EXERCISE GOAL: All of the records below should be retyped exactly, with no pictures included.

RECORDS TO PROCESS:
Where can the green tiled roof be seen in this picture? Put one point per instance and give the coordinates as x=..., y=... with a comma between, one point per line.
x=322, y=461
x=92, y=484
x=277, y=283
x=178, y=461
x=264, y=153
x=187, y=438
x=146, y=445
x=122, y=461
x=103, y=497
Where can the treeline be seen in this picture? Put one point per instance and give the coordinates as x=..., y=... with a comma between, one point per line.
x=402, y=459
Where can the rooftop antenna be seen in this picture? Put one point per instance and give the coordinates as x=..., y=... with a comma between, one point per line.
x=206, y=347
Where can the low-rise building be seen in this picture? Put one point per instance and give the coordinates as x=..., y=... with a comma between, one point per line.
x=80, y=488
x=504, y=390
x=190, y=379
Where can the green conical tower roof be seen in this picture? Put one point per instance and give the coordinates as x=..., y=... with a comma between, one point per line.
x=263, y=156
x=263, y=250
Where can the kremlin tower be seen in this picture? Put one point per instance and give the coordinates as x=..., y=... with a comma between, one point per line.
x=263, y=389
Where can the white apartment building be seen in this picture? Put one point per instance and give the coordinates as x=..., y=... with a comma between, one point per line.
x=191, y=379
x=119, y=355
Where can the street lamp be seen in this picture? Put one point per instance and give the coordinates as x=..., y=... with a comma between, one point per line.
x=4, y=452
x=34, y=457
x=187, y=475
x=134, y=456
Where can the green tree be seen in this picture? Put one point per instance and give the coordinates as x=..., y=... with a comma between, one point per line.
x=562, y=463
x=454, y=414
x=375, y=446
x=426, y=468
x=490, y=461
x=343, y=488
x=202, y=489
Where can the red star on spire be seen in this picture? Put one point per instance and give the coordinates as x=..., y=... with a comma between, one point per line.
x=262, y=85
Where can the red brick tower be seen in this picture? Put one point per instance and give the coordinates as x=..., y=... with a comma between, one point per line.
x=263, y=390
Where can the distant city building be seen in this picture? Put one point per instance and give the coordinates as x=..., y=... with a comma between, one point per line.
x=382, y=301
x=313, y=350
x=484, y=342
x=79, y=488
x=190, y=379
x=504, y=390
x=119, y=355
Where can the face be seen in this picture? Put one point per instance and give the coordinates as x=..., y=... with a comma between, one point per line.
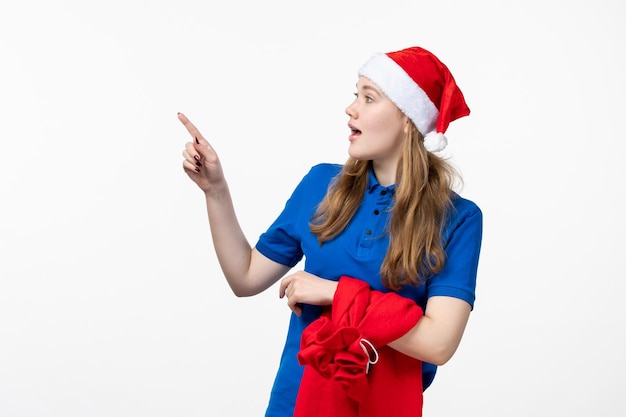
x=377, y=126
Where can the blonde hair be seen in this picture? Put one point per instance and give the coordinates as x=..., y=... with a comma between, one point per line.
x=424, y=183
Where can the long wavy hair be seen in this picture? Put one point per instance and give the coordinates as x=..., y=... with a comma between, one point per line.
x=424, y=185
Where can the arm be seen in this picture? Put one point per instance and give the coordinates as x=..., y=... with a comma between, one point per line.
x=437, y=335
x=246, y=270
x=433, y=339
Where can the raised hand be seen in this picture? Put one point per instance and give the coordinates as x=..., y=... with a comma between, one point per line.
x=201, y=162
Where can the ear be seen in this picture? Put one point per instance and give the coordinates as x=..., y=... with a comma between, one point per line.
x=407, y=125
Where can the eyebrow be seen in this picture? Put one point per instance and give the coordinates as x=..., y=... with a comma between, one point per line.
x=370, y=88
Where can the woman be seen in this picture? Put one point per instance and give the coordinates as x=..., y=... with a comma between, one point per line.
x=387, y=219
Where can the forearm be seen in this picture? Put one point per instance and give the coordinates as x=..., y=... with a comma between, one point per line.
x=437, y=335
x=231, y=246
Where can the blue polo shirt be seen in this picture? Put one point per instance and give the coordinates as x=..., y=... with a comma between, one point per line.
x=358, y=252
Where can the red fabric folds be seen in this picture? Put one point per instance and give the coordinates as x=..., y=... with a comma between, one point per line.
x=349, y=370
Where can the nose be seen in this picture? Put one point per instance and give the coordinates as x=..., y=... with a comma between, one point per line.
x=351, y=110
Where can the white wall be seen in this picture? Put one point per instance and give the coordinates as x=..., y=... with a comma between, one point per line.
x=111, y=299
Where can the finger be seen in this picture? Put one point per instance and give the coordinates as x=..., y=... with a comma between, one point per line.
x=282, y=289
x=191, y=154
x=295, y=307
x=191, y=128
x=190, y=168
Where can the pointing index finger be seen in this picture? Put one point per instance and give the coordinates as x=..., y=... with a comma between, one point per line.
x=191, y=128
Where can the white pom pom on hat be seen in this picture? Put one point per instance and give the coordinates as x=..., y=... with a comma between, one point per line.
x=422, y=87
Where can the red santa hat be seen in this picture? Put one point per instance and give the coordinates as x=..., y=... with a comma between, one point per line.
x=422, y=87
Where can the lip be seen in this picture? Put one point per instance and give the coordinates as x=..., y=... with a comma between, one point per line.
x=355, y=132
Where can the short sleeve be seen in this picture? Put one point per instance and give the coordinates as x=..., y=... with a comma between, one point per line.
x=282, y=240
x=462, y=243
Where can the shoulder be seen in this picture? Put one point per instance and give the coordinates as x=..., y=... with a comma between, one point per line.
x=466, y=216
x=324, y=170
x=463, y=207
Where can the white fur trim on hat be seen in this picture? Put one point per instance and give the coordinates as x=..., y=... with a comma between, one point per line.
x=435, y=142
x=396, y=84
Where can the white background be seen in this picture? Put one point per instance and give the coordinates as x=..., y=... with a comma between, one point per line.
x=111, y=299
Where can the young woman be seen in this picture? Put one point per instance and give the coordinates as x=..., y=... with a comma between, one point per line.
x=391, y=251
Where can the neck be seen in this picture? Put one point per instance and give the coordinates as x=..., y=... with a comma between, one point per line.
x=385, y=173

SOLUTION TO THIS PROBLEM:
Where can the green tiled roof be seen in this picture? Put one point per instance and give the coordinates as x=..., y=... with a comma between, one point per line.
x=322, y=461
x=92, y=484
x=277, y=283
x=178, y=461
x=264, y=153
x=187, y=438
x=146, y=445
x=122, y=461
x=103, y=497
Where can the treeline be seen in this picture? Put one point per instance and give the coordinates as x=..., y=... with a comma between, one point per line.
x=402, y=459
Where can the rooftop antenna be seen in this picture? Put one point per instance and give the coordinates as x=..., y=... with a comma between, one point per line.
x=206, y=347
Where can the low-rise building be seen in this picture? Put one point per instance and give the coordinates as x=..., y=... with a comma between, one point per line.
x=80, y=488
x=504, y=390
x=190, y=379
Where can the green conical tower roof be seen in this picture? Put one point per instance and give the coordinates as x=..., y=... with a comma between, one point per line.
x=263, y=156
x=263, y=250
Where can the kremlin tower be seen in this picture? Put one point per instance and give the coordinates as x=..., y=... with a comma between, one point per line.
x=263, y=389
Where can the white apartment building be seen in this picture? Put one point per instance and give the coordinates as x=..., y=... with a comma between, one point per line.
x=191, y=379
x=119, y=355
Where can the street lamp be seen in this picture? Put one point per instance and give the coordinates as x=..., y=... with a comma between, one point per line.
x=4, y=452
x=34, y=457
x=187, y=475
x=134, y=456
Where can the green tree be seen in this picture? Put one point per instance and give the coordinates as x=..., y=... with a comma between, one point per line.
x=562, y=463
x=454, y=414
x=375, y=446
x=426, y=468
x=490, y=461
x=343, y=488
x=202, y=489
Where can the red star on spire be seen in this picture? Put one point per instance and give the coordinates as x=..., y=... with a comma between, one point per line.
x=262, y=85
Where can the red brick tower be seen in this picture? Put one point per instance and give the coordinates as x=..., y=... with a comma between, one point per line.
x=263, y=390
Where can the distant city building be seen in this picture? Put one point per instance and give the coordinates as x=..., y=... with a comma between, one point per line.
x=382, y=301
x=313, y=350
x=484, y=342
x=79, y=488
x=190, y=379
x=504, y=390
x=119, y=355
Where can the face be seen in this picture? Put one point per instance and give the coordinates as x=..., y=... with a comma between, one point per line.
x=377, y=126
Where can the blonde hair be seen in this picture? Put one point per instance and give the coordinates as x=..., y=... with a comma between, one point per line.
x=424, y=183
Where can the long wavy hair be seen in this picture? Put one point per instance and give the coordinates as x=..., y=... with a comma between, one point per line.
x=424, y=185
Where can the arm be seen in this picture? Put one point per instance and give the coordinates as x=..., y=... with a comma between, one point per line.
x=437, y=335
x=246, y=270
x=433, y=339
Where can the raised hand be seen in this picture? Put one point per instance and give the coordinates as x=..., y=... with a comma between, one point per line.
x=201, y=162
Where can the ear be seen in this picture? Put one point per instance and give the coordinates as x=..., y=... with a comma between, one point per line.
x=407, y=125
Where can the eyebrow be seen in this picture? Put one point per instance and give the coordinates as x=..., y=... with a comma between, one point per line.
x=370, y=88
Where can the woman be seen in this picture? Put one point per instance and give the coordinates as x=..., y=... with a comma between, one point per line.
x=387, y=219
Where can the forearm be seen in this picture? Put one point per instance and give the coordinates as x=..., y=... with a comma between, one point per line.
x=437, y=335
x=231, y=246
Where can the blue polo shirt be seen in this picture? Put one point per instance and give the coordinates as x=..., y=... with a comma between, one point per line.
x=358, y=252
Where can the red fabric folds be seen in this picture? Put one point per instance and give the coordinates as x=..., y=... with a comma between, one point per line.
x=349, y=370
Where can the nose be seen in this picture? Put one point per instance and give the coordinates as x=..., y=... with a comma between, one point per line.
x=351, y=110
Where can the white wall be seen in this picture? Put one point per instance and give the coordinates as x=..., y=... with a comma between, one point per line.
x=111, y=299
Where can the finger be seen in this picture? Put one point per instance and give the coordinates as x=..., y=... with a comma between, one point per line.
x=282, y=289
x=191, y=154
x=295, y=307
x=191, y=128
x=190, y=168
Where can the pointing index finger be seen in this picture? Put one point per instance and give the coordinates as x=..., y=... with a comma between, one point per line.
x=191, y=128
Where can the white pom pom on hat be seen in this picture? Put one point per instance and give the coordinates as x=..., y=... with a comma between, one point per line.
x=422, y=87
Where can the red santa hat be seen in this picture? Put one point per instance and give the coordinates as x=..., y=... with a comma between, one point per line.
x=422, y=87
Where can the lip be seen in this picture? Put one point per instance and give the coordinates as x=..., y=... with a comma between, one point per line.
x=355, y=132
Where can the short sleeve be seen in this picture? Put one point per instance and give the coordinates as x=..., y=... with a comma between, one point per line.
x=282, y=240
x=462, y=243
Where can the shoulder be seen in this picture? Put one point per instance and give the coordinates as x=..., y=... with a comma between, one point per line.
x=466, y=216
x=324, y=170
x=463, y=207
Where can the white fur trim on hat be seen in this picture? Put one point per instance and give the coordinates as x=..., y=... with a comma between, one point per line.
x=435, y=142
x=396, y=84
Where can the white background be seen in this picture? Put one point per instance and give the coordinates as x=..., y=... with a comma between, one point per line.
x=111, y=299
Where can the young woman be seen in this picture? Put one point per instance and give the coordinates as x=..., y=... with a comma between, one point per line.
x=391, y=251
Where can the neck be seen in this picture? Put one point per instance and give the coordinates as x=..., y=... with a comma between, one point per line.
x=385, y=173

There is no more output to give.